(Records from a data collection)
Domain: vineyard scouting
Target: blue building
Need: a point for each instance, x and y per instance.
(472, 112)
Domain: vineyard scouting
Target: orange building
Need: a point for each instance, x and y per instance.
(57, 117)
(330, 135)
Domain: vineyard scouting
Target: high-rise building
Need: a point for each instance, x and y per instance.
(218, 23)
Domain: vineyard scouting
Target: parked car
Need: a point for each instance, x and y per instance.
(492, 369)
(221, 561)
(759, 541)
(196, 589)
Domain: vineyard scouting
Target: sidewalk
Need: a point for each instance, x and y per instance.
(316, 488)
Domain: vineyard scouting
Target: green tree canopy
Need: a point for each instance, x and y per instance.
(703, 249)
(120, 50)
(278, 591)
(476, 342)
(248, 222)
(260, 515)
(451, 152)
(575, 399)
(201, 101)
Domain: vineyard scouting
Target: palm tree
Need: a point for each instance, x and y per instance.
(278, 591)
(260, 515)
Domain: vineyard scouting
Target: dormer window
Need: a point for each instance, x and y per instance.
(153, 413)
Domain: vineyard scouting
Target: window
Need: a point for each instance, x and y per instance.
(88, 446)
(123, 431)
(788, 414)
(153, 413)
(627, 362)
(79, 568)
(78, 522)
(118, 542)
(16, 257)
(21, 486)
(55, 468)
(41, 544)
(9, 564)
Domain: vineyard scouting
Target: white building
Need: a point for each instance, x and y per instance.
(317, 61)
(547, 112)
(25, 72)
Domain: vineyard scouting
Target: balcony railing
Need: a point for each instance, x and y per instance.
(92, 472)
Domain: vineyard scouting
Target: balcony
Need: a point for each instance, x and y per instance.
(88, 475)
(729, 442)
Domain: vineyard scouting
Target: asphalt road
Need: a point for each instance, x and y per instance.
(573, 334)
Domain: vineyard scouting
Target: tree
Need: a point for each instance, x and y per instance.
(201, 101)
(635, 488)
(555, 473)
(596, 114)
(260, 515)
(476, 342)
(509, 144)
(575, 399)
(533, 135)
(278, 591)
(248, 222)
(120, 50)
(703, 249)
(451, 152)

PROMPT →
All the entries are to be set down exactly as they appear.

ANSWER AREA →
Domain: vineyard scouting
Target: blue building
Need: a point for each instance, x and y per instance.
(472, 112)
Domain: vineyard scouting
Target: orange building
Need: a point for each instance, x and y per instance.
(57, 117)
(330, 135)
Domain: vineyard scouting
Target: high-rise building
Need: a point for each instance, x and y per instance.
(218, 23)
Domain: vineyard scouting
Target: parked car
Need: a point for each instance, x and y per instance.
(492, 369)
(221, 561)
(759, 541)
(196, 589)
Domain: vineyard scouting
Target: sidewalk
Need: a point for each instance, x and y per instance.
(316, 488)
Domain: vineyard scouting
Target: green tree canopy
Need: a point for each instance, x and y per instance.
(703, 249)
(120, 50)
(278, 591)
(476, 342)
(248, 222)
(260, 515)
(451, 152)
(575, 399)
(201, 101)
Domain: vineyard scouting
Target: palm tree
Need: a point for each instance, x and y per instance.
(278, 591)
(260, 515)
Domain: vineyard scouting
Target: dormer window
Need: a point for each instance, x and y per instance.
(153, 413)
Domain: vineyard scouting
Target: window
Need: a point for each instance, x and y per instance.
(88, 446)
(123, 431)
(788, 414)
(153, 413)
(627, 362)
(79, 568)
(78, 522)
(118, 542)
(16, 257)
(21, 486)
(55, 468)
(41, 544)
(9, 564)
Domain: vineyard scouting
Target: white building
Need: a point for each instance, x and y per instance.
(317, 61)
(547, 112)
(25, 72)
Domain: vineyard scouting
Target: balcony railing
Need: a point for each instance, x and y per instance.
(92, 472)
Domain: vineyard scouting
Target: balcony
Need: a point for each instance, x and y per instance.
(88, 475)
(729, 442)
Domain: vineyard scouting
Target: asphalt road
Need: a point for each instance, x and y per instance.
(573, 334)
Domain: vineyard scouting
Target: tree
Need: a point for each instance, x and y per instance.
(201, 101)
(635, 488)
(555, 473)
(596, 114)
(260, 515)
(476, 342)
(509, 144)
(575, 399)
(533, 135)
(278, 591)
(248, 222)
(120, 50)
(703, 249)
(451, 152)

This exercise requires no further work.